#### RECORD LIST

————

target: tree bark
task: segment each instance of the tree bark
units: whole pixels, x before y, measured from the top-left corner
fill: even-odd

————

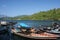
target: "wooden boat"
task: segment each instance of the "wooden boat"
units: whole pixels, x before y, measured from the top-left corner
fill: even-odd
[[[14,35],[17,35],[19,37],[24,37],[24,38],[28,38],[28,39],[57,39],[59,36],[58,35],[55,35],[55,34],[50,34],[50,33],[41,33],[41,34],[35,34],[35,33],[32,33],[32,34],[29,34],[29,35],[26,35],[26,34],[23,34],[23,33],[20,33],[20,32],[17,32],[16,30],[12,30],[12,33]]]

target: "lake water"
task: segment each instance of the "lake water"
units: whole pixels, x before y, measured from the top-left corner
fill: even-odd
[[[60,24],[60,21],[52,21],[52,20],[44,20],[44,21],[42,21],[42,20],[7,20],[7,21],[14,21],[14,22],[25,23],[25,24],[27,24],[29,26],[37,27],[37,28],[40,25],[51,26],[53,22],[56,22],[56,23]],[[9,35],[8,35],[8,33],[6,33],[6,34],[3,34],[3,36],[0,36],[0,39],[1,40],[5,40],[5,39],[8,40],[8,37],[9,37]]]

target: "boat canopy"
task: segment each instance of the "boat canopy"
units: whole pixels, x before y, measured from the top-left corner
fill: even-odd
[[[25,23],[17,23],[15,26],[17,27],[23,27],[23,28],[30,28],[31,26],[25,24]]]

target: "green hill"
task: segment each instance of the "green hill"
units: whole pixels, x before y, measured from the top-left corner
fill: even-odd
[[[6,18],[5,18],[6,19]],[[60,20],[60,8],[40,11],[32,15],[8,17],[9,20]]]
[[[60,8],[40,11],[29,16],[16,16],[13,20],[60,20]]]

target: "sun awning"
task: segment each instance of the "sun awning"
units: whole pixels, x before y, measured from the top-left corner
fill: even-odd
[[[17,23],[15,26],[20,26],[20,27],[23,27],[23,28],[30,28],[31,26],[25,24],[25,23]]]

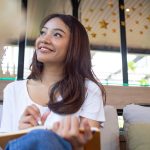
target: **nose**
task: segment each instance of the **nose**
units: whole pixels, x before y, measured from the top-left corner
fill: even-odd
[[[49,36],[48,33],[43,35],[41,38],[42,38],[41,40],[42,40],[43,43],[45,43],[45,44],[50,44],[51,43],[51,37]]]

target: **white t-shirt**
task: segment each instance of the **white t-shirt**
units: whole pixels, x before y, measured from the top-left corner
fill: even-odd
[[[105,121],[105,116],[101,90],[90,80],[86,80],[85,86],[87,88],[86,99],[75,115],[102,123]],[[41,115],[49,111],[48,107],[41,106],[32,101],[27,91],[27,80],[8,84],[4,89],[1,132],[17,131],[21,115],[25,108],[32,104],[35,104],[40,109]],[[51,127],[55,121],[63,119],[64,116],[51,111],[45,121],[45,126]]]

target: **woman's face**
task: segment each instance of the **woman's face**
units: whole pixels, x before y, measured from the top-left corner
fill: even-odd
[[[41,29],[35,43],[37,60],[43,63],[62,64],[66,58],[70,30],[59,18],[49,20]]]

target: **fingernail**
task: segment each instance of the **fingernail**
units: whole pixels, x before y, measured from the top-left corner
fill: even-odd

————

#### STATED TASK
Count the lines of the data that contain the string "target", treating uppercase and lowercase as different, and give only the number.

#### THE OUTPUT
10